What to work on
Type out the data again, word for word and in full.
-------- Records
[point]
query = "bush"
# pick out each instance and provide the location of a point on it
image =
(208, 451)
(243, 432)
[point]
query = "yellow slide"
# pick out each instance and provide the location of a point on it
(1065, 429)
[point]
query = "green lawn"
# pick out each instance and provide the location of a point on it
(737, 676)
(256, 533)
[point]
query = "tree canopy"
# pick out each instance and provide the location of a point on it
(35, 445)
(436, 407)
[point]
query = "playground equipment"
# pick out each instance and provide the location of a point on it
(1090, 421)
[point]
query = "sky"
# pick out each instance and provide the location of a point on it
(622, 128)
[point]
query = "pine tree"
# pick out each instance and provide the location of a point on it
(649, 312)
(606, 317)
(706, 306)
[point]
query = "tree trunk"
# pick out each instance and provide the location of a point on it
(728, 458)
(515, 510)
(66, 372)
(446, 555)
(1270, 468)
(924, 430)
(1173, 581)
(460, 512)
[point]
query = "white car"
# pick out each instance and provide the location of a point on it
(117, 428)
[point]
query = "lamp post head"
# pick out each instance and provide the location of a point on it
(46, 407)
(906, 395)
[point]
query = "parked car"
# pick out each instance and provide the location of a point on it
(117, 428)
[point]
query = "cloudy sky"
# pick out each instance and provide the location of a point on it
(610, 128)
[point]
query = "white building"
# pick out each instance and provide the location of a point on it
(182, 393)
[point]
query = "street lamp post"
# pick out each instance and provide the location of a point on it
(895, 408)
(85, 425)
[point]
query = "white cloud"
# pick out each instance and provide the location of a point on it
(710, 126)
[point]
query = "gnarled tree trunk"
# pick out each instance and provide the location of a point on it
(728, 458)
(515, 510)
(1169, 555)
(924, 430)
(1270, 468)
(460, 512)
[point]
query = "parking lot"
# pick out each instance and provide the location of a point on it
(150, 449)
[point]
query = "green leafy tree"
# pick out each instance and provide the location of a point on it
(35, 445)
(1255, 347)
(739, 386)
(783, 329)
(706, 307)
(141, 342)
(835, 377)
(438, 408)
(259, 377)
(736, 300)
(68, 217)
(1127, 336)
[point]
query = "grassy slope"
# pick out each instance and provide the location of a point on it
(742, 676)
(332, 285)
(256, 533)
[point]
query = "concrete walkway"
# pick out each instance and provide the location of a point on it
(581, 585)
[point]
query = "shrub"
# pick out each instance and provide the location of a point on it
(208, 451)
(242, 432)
----------------
Task result
[point]
query = "bush"
# pick out each instance and provide the location of a point on it
image =
(208, 451)
(243, 432)
[point]
query = "yellow slide"
# pick out each instance and provide the location of a point on it
(1065, 429)
[point]
query = "green lawn"
# pick out each instance and provide the location of a point on it
(737, 676)
(256, 533)
[point]
query = "tree canopy"
# pick out each instance and provide the location of a point on it
(35, 445)
(436, 407)
[point]
query = "playground equipment"
# pick out each instance and provide the location of a point on it
(1090, 421)
[point]
query = "sky"
# pick out each instance and provide the location of a point on it
(622, 128)
[point]
query = "pine tree"
# pick out each instance and provide the location of a point on it
(649, 312)
(606, 317)
(706, 306)
[point]
query = "tree trunk"
# pick out each instance and provide the location of a point on it
(728, 458)
(515, 510)
(66, 372)
(446, 555)
(1270, 468)
(924, 430)
(1173, 581)
(460, 512)
[point]
query = "white car"
# pick out each instance and provide the location of a point on it
(117, 428)
[point]
query = "lamp post head"
# pick out each instance and provide the location of a point on it
(46, 407)
(906, 395)
[point]
query = "parked car"
# pick out each instance and provide the location of a point on it
(117, 428)
[point]
query = "cloudy sky"
# pick out each instance and provide the location of a point on it
(610, 128)
[point]
query = "white building"
# pick out each instance and provide the location of a point on it
(182, 393)
[point]
query = "street lamp post"
# pick out each instance and provide the location of a point on it
(895, 408)
(85, 425)
[point]
query = "white cloud"
# pick out each instance and provide the location of a point on it
(710, 126)
[point]
query = "gnarled tree trunk"
# pick out each instance and provide the location of a point on it
(728, 458)
(515, 510)
(1169, 555)
(924, 430)
(1270, 468)
(460, 512)
[point]
query = "parking lot"
# pick out each instance and provide the location of a point on it
(150, 449)
[point]
query = "green leafy tree"
# pick out each instance and provide the location of a point on it
(35, 445)
(1255, 347)
(739, 386)
(783, 329)
(706, 307)
(141, 342)
(835, 377)
(438, 408)
(259, 377)
(736, 300)
(68, 217)
(1127, 336)
[point]
query = "grassy slope"
# pick out each instance and provide the location of a point on it
(742, 676)
(332, 285)
(256, 533)
[point]
query = "concrete walkway"
# pick out each instance and provide the location of a point on it
(581, 585)
[point]
query = "shrub"
# pick out each instance and provide the location of a point on it
(208, 451)
(242, 432)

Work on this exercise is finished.